■ **MATERIAL**
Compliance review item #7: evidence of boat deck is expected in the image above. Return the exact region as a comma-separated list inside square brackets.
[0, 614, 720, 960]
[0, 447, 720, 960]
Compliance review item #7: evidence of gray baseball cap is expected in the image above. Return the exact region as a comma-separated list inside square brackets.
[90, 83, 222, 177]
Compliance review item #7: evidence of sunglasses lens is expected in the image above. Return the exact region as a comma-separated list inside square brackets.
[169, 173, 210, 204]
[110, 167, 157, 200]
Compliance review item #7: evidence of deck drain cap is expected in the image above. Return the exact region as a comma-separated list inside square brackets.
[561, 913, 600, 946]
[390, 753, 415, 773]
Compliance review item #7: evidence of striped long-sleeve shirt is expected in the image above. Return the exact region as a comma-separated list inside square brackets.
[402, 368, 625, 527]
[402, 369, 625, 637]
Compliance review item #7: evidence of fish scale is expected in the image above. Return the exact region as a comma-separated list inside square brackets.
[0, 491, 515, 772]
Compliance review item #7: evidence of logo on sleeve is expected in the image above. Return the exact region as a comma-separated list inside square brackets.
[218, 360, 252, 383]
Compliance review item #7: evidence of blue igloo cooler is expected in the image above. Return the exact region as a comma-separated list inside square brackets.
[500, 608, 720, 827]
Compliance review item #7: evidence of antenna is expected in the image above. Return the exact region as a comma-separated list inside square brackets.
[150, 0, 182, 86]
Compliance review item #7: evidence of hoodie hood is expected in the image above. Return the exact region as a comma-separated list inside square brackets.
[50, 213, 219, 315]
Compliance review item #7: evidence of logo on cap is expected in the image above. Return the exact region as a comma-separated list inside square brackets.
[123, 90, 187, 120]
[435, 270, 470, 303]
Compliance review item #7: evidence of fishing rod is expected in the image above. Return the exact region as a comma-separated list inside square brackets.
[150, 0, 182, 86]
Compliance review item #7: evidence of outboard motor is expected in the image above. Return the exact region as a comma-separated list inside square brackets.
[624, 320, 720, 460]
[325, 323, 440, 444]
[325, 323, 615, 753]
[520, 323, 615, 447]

■ **WHAT YOU SHOULD DO**
Turn all of the material above into a numbered list with one line per entry, and leave out any blank lines.

■ **EXERCISE ANSWER**
1. Compliance review item #7: evidence of boat deck is expected in the image above. Return the exact region as a comma-separated list inside square brackets.
2. [0, 614, 720, 960]
3. [0, 447, 720, 960]
4. Compliance review item #7: evidence of gray baseball cap is expected in the image above. Return the exact region as a comma-separated list inside square brackets.
5. [90, 83, 222, 177]
6. Compliance review item #7: evidence of sunglasses lens is expected in the image above. Return the exact region as a comma-separated list inside square brackets.
7. [169, 173, 210, 204]
8. [110, 167, 157, 200]
9. Compliance review item #7: evidence of deck drain cap is expected in the image above. Return the exact region as a comma-separated list inside square brackets.
10. [561, 913, 600, 946]
11. [390, 753, 415, 773]
12. Compliance review item #7: evidence of striped long-sleeve shirt is expected in the image above. Return the exact region as a comma-separated list inside square brackets.
13. [402, 368, 625, 527]
14. [402, 369, 625, 637]
15. Compliance review item #7: evidence of fish scale is expected in the image above. Return the exact region as a comma-separated list inside square brackets.
16. [0, 491, 515, 772]
17. Compliance review item #7: evidence of logo on sleeve is expected in the image above. Return the exact region as a comma-separated list inside square brackets.
18. [218, 360, 252, 383]
19. Compliance review item #7: evidence of blue igloo cooler is expected in the image above. Return the exact region as a comma-separated list inside square brackets.
20. [500, 608, 720, 827]
21. Compliance review item #7: evidence of antenna is expected in the image above. Return the exact region as a comma-separated list inside square brackets.
22. [150, 0, 182, 86]
23. Compliance review item #7: evidence of hoodie hood is expected in the image above. Return the exact region as a comma-separated list inside square brackets.
24. [50, 213, 219, 315]
25. Compliance review item #7: evidence of logo on cap is expected in the image above. Return the exact region as a comma-separated list inside square brackets.
26. [123, 90, 187, 120]
27. [435, 270, 470, 303]
28. Compliance review item #7: evidence of fishing rod is expected in the image above. Return the exact region as a comma-separated list inside square brackets.
29. [150, 0, 182, 86]
30. Compliance review item #7: evidence of outboard motor is expected in the image above. Return the exact region as a comma-separated list inside square brackets.
31. [624, 320, 720, 460]
32. [325, 323, 440, 444]
33. [325, 323, 615, 753]
34. [520, 323, 615, 447]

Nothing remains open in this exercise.